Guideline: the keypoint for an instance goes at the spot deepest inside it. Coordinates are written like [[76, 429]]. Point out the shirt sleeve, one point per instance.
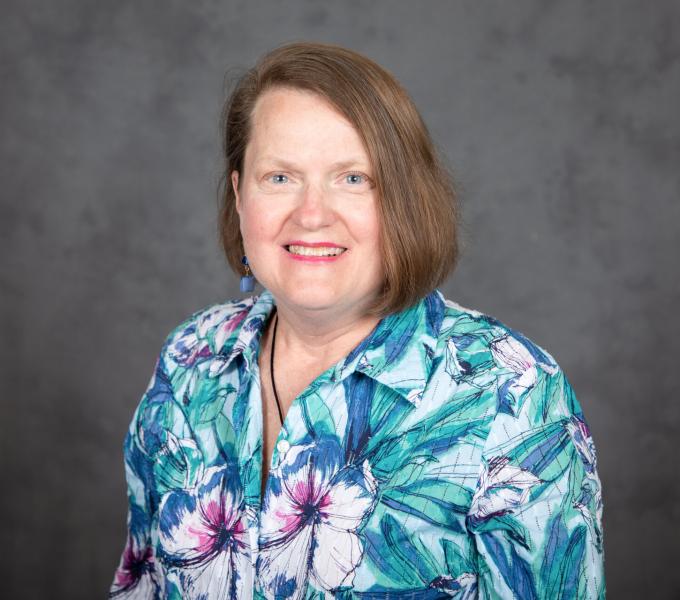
[[136, 577], [536, 514]]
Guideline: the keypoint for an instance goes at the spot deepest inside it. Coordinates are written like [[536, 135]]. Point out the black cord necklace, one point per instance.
[[271, 368]]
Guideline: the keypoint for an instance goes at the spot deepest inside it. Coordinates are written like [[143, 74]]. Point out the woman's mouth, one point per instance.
[[315, 251]]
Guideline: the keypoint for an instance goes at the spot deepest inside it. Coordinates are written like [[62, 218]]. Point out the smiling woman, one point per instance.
[[350, 432]]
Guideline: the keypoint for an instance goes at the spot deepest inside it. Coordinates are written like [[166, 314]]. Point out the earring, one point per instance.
[[247, 280]]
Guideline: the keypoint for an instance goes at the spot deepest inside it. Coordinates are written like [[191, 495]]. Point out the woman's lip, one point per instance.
[[314, 259], [314, 244]]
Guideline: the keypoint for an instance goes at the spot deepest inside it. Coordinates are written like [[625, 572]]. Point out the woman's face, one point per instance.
[[307, 205]]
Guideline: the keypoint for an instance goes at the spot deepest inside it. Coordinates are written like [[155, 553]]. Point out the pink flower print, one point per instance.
[[136, 574], [309, 525], [203, 531]]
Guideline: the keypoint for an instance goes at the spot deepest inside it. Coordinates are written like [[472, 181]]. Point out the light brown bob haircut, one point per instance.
[[417, 204]]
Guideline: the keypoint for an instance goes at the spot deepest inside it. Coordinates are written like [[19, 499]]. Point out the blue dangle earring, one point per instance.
[[247, 280]]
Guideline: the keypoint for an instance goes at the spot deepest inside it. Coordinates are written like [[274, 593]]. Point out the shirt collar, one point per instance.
[[398, 352]]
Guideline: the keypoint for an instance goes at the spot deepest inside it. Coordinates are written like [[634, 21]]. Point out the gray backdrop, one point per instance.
[[560, 120]]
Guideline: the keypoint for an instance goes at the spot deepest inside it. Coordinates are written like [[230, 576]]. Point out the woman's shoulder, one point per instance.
[[468, 331], [206, 332], [479, 351]]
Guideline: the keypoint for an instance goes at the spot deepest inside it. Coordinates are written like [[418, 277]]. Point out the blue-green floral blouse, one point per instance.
[[445, 457]]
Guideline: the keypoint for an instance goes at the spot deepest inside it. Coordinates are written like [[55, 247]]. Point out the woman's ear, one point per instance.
[[234, 184]]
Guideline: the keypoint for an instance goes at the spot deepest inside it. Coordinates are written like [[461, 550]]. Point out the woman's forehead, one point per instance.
[[287, 123]]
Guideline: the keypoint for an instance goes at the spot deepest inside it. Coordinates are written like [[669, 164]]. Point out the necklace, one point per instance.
[[271, 368]]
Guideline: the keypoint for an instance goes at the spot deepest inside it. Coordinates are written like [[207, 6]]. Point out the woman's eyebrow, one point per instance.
[[282, 163]]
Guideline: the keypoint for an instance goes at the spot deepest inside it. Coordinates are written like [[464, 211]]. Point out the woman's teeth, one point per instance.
[[315, 251]]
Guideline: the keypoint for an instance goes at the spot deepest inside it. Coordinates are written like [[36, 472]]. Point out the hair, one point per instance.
[[417, 203]]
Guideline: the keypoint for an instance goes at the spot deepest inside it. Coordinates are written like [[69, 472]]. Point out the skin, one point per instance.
[[307, 178]]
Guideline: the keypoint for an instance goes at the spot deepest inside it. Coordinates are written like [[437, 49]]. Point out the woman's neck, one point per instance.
[[316, 336]]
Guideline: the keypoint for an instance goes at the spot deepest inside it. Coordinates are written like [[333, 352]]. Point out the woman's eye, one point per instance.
[[355, 178], [278, 178]]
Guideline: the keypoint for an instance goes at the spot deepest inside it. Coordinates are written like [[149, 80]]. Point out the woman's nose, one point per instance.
[[313, 209]]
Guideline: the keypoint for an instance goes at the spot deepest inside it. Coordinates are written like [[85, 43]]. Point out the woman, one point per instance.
[[350, 432]]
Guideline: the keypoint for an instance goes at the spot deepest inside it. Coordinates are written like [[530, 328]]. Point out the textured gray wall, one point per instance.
[[560, 120]]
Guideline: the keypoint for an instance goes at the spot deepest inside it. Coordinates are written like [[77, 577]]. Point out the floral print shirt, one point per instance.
[[445, 457]]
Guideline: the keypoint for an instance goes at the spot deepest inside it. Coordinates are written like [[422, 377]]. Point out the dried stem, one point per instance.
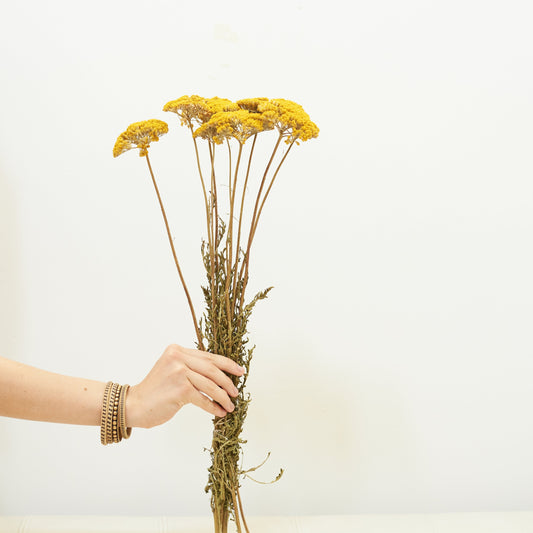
[[240, 218], [210, 237], [198, 334]]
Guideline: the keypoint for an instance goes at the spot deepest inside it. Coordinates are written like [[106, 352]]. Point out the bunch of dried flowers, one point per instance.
[[228, 126]]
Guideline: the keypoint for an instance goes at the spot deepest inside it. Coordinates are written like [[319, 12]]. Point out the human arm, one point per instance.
[[180, 376]]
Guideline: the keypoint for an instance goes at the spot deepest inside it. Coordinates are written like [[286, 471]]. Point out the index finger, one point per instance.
[[222, 362]]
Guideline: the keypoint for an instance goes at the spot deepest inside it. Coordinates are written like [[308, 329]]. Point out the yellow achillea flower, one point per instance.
[[239, 124], [140, 135], [219, 105], [198, 109], [289, 118], [252, 104], [189, 109]]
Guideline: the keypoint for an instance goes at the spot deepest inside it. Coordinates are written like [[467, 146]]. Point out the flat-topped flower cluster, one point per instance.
[[218, 119], [234, 203]]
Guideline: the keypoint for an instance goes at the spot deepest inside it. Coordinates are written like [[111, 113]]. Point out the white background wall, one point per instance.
[[394, 364]]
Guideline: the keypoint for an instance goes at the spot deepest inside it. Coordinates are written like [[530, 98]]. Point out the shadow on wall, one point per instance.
[[10, 294], [9, 272]]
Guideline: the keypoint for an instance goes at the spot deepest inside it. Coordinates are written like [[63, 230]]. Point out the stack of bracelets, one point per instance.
[[113, 425]]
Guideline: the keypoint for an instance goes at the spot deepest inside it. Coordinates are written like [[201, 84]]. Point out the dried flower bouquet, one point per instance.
[[232, 127]]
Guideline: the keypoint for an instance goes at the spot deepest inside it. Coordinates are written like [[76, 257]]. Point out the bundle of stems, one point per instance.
[[227, 126]]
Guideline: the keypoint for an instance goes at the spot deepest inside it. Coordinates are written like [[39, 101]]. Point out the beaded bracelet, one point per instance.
[[113, 421]]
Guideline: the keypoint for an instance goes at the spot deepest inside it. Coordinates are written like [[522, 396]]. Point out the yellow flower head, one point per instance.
[[239, 125], [140, 135], [189, 109], [290, 119], [198, 109], [220, 105], [252, 104]]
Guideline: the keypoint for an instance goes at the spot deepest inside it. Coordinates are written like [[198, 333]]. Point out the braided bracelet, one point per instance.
[[113, 421]]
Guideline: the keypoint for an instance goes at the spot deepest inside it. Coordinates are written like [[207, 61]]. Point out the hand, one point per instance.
[[179, 377]]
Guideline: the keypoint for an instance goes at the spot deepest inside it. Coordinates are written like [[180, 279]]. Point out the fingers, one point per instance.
[[206, 386], [206, 404], [223, 363]]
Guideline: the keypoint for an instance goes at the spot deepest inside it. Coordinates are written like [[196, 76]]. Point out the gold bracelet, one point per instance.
[[113, 420], [125, 432]]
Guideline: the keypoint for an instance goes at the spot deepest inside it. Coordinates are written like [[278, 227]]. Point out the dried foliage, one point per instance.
[[223, 329]]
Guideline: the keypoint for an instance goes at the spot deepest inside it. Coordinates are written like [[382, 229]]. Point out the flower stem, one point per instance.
[[198, 334]]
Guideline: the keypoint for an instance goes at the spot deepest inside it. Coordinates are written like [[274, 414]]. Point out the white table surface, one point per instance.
[[491, 522]]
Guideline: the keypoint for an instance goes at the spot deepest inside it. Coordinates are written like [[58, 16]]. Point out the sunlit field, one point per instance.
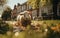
[[29, 33]]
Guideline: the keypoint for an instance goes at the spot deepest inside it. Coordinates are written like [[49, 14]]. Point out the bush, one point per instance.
[[4, 27]]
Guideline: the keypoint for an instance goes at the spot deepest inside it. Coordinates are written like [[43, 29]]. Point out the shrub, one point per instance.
[[4, 27]]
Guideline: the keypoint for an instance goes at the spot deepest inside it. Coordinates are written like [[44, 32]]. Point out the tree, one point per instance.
[[4, 27], [6, 14], [36, 3], [2, 2], [55, 3]]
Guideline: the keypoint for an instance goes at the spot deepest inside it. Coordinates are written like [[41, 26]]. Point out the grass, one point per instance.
[[25, 34]]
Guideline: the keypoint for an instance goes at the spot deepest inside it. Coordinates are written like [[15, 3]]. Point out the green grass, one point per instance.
[[33, 34]]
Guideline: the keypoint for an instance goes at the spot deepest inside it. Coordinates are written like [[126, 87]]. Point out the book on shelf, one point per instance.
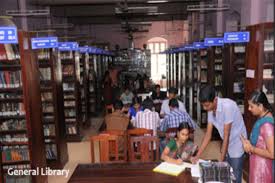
[[14, 138], [51, 151], [15, 153], [68, 86], [70, 113], [45, 74], [239, 49], [70, 129], [68, 70], [66, 55], [69, 103], [9, 52], [47, 107], [12, 109], [43, 54], [10, 79], [49, 130], [12, 124], [45, 96]]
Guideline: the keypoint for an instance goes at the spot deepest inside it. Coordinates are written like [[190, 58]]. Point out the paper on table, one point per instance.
[[171, 169], [195, 169]]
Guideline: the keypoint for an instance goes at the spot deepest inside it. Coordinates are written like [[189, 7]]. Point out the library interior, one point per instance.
[[130, 91]]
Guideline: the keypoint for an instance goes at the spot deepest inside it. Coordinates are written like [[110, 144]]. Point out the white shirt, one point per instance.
[[165, 109], [147, 119], [228, 112]]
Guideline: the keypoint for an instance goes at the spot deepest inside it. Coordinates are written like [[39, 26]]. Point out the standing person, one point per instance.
[[136, 107], [180, 148], [226, 116], [165, 109], [127, 96], [147, 119], [261, 144], [107, 86], [157, 94]]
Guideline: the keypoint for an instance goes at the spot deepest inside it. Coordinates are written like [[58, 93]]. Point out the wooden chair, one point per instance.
[[122, 143], [139, 132], [106, 141], [148, 151], [170, 133]]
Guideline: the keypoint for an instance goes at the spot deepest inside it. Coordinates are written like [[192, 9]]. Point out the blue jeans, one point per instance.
[[237, 165]]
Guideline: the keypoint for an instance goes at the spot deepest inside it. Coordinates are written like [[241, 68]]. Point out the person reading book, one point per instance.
[[180, 148]]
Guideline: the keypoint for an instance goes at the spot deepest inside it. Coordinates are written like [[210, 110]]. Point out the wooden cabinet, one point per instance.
[[52, 107], [71, 89], [21, 128]]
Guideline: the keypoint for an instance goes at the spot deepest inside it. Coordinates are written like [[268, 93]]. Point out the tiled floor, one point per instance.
[[80, 152]]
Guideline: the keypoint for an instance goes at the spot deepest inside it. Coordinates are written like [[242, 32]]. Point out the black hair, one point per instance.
[[184, 125], [258, 97], [148, 104], [173, 90], [207, 94], [136, 100], [118, 105], [174, 103]]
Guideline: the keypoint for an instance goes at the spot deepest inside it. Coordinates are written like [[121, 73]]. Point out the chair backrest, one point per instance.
[[170, 133], [108, 148], [139, 132], [122, 143], [144, 149]]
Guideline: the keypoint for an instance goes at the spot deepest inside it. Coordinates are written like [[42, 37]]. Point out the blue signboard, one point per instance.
[[199, 45], [236, 37], [8, 35], [68, 46], [215, 41], [84, 49], [189, 47], [44, 42]]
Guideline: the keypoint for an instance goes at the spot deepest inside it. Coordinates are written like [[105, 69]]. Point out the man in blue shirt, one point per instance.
[[226, 116]]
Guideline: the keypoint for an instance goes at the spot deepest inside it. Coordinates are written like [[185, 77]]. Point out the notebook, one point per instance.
[[170, 169]]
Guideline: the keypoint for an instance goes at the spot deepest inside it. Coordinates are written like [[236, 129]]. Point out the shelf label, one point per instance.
[[68, 46], [199, 45], [8, 35], [236, 37], [84, 49], [215, 41], [250, 73], [269, 45], [44, 42]]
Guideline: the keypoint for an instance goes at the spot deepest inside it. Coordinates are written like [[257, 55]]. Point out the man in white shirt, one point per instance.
[[225, 115], [165, 109], [147, 118]]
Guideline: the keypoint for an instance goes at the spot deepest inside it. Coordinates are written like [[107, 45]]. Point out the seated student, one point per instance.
[[136, 107], [117, 120], [157, 94], [180, 148], [127, 96], [147, 119]]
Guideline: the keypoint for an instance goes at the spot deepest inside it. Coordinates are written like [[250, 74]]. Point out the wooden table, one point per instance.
[[125, 173]]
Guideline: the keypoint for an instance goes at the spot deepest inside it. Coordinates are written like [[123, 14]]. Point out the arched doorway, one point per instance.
[[158, 61]]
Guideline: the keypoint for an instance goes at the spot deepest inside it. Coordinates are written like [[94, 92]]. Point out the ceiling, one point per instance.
[[103, 11]]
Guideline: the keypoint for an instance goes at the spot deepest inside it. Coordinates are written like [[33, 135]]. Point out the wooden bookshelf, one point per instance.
[[26, 122], [260, 61], [71, 88], [84, 85], [92, 79], [235, 61], [52, 107]]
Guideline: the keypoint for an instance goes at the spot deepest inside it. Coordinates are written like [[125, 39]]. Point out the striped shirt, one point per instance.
[[147, 119], [174, 118]]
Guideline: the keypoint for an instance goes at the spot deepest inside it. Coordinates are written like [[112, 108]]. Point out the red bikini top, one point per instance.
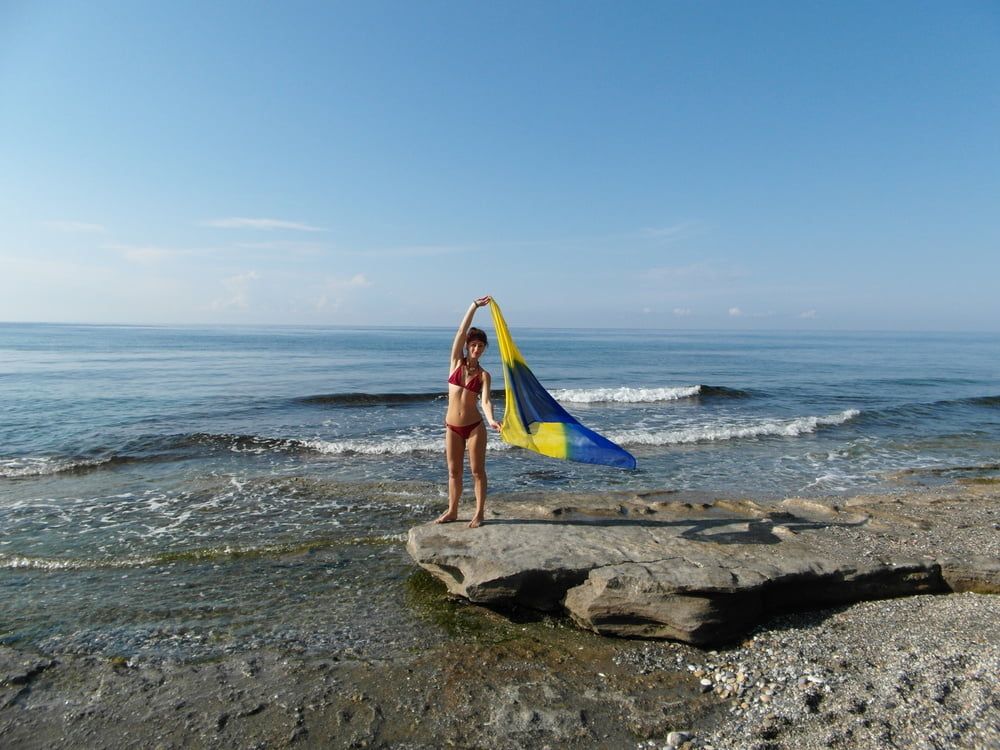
[[475, 384]]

=== EXERCISE INSTRUCTIONS ===
Copy out the items between the lines holding "on shelf, one point per instance." and "[[165, 109], [147, 119], [228, 112]]", inclusive, without the pictures.

=== FINAL RESULT ===
Guideline: the keypoint for an instance goes at the spot deepest inside it. Coordinates are written like [[126, 87]]. Point out the book on shelf, one point per instance.
[[14, 138], [51, 151], [15, 153], [68, 86], [70, 113], [45, 74], [239, 49], [70, 129], [68, 70], [66, 55], [69, 103], [9, 52], [47, 107], [12, 109], [43, 54], [10, 79], [49, 130], [12, 124], [45, 96]]
Guideline: the keypoint for an instance goes at the spot deepest inside it. Coordinates are written like [[190, 58]]. Point out the paper on table, one point per instance.
[[171, 169], [195, 169]]
Guideline: the keypoint for an instance goes at the spot deepest inside it. Coordinates are written like [[189, 7]]. Point out the library interior, one point per instance.
[[130, 91]]
Guideline: the keypoint for an instance goes at the spot deepest inside it. Coordinates are written like [[110, 144]]. Point out the white shirt, one point per instance.
[[165, 109], [147, 119], [228, 112]]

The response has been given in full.